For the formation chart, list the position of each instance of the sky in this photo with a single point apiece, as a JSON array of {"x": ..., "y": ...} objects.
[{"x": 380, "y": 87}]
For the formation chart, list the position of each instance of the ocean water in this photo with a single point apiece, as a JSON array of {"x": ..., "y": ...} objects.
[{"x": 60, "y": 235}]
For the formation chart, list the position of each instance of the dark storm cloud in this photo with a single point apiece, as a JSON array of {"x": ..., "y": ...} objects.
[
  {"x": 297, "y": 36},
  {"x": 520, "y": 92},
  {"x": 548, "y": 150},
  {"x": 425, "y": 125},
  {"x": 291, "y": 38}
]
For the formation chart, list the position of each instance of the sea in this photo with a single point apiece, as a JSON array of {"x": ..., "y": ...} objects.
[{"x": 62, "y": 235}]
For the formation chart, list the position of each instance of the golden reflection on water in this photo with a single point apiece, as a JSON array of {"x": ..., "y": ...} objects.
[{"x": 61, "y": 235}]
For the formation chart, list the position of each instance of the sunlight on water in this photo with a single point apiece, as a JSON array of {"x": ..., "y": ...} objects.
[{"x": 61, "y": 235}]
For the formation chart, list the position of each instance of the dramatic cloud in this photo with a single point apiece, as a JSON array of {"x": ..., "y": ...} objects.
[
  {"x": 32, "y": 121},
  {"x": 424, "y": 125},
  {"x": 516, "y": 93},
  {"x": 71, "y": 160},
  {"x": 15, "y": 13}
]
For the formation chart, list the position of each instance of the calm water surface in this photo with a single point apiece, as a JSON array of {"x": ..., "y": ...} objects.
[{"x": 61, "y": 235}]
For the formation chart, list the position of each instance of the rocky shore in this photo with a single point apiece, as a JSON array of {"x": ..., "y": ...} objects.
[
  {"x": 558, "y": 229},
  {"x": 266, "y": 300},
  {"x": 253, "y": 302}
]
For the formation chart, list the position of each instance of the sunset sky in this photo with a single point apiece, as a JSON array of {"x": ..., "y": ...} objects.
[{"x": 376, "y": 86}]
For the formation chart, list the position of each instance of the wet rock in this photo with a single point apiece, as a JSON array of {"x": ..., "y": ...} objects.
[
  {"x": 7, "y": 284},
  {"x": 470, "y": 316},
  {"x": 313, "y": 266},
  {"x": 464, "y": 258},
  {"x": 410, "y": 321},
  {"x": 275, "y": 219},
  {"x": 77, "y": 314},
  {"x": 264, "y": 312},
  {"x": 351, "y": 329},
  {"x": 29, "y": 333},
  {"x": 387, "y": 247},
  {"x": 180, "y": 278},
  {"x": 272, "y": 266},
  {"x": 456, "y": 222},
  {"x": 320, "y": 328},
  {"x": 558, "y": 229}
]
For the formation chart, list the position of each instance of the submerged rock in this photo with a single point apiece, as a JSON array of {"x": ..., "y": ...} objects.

· · · ·

* [Your goal]: Please output the complete set of records above without any alteration.

* [Finished exercise]:
For the formation chart, list the position of each instance of the sky in this photo with a single point apiece, as a JSON array of {"x": ..., "y": ...} objects.
[{"x": 380, "y": 87}]
For the formation chart, list the position of each instance of the ocean water in this photo with a single point apiece, as a JSON array of {"x": ..., "y": ...} objects.
[{"x": 60, "y": 235}]
For the formation chart, list the position of each instance of the dark storm cloud in this photo with a single point apiece, as a JSON array of {"x": ..., "y": ...} objects.
[
  {"x": 297, "y": 36},
  {"x": 520, "y": 92},
  {"x": 548, "y": 150},
  {"x": 425, "y": 125},
  {"x": 291, "y": 38}
]
For the formation chart, list the position of each instance of the sea in this photo with a single point apiece, as a JSON array of {"x": ..., "y": ...} objects.
[{"x": 62, "y": 235}]
For the formation chart, list the position of each instance of the golden reflection on water in this photo with a single point apiece, as a JSON array of {"x": ..., "y": ...} objects.
[{"x": 61, "y": 235}]
For the formation chart, list the position of each instance of the sunlight on water in this photo with a single point apiece, as a JSON array of {"x": ..., "y": ...} objects.
[{"x": 61, "y": 235}]
For the formation chart, list the position of each instance of the dramatic cloud in this photo with a single point apiece, as a JSON array of {"x": ..., "y": ...} objects.
[
  {"x": 32, "y": 121},
  {"x": 424, "y": 125},
  {"x": 516, "y": 93},
  {"x": 71, "y": 160},
  {"x": 15, "y": 13}
]
For the formation chart, list the position of each instance of the calm water surface in this photo with a single point apiece, as a JSON array of {"x": ..., "y": ...} objects.
[{"x": 61, "y": 235}]
For the formation chart, list the position of each instance of the rocky shore in this photo with a single point apiece, as a JSON array of {"x": ..., "y": ...} objects.
[
  {"x": 558, "y": 229},
  {"x": 266, "y": 300},
  {"x": 253, "y": 302}
]
For the formation chart, list the position of each instance of the sunset sky in this photo with a single point apiece, as a JSON array of {"x": ..., "y": ...} objects.
[{"x": 376, "y": 86}]
For the formation chart, list the position of each instance of the wet rock in this photo with a single point apiece, as a JSON array of {"x": ..., "y": ...} objects.
[
  {"x": 7, "y": 284},
  {"x": 470, "y": 316},
  {"x": 313, "y": 266},
  {"x": 464, "y": 258},
  {"x": 410, "y": 321},
  {"x": 275, "y": 219},
  {"x": 77, "y": 314},
  {"x": 264, "y": 312},
  {"x": 351, "y": 329},
  {"x": 29, "y": 333},
  {"x": 387, "y": 247},
  {"x": 180, "y": 278},
  {"x": 272, "y": 266},
  {"x": 456, "y": 222},
  {"x": 320, "y": 328},
  {"x": 558, "y": 229}
]
For the formation chart, list the position of each instance of the submerged rock in this photo with a single point apiece, as a JSON array of {"x": ..., "y": ...} objects.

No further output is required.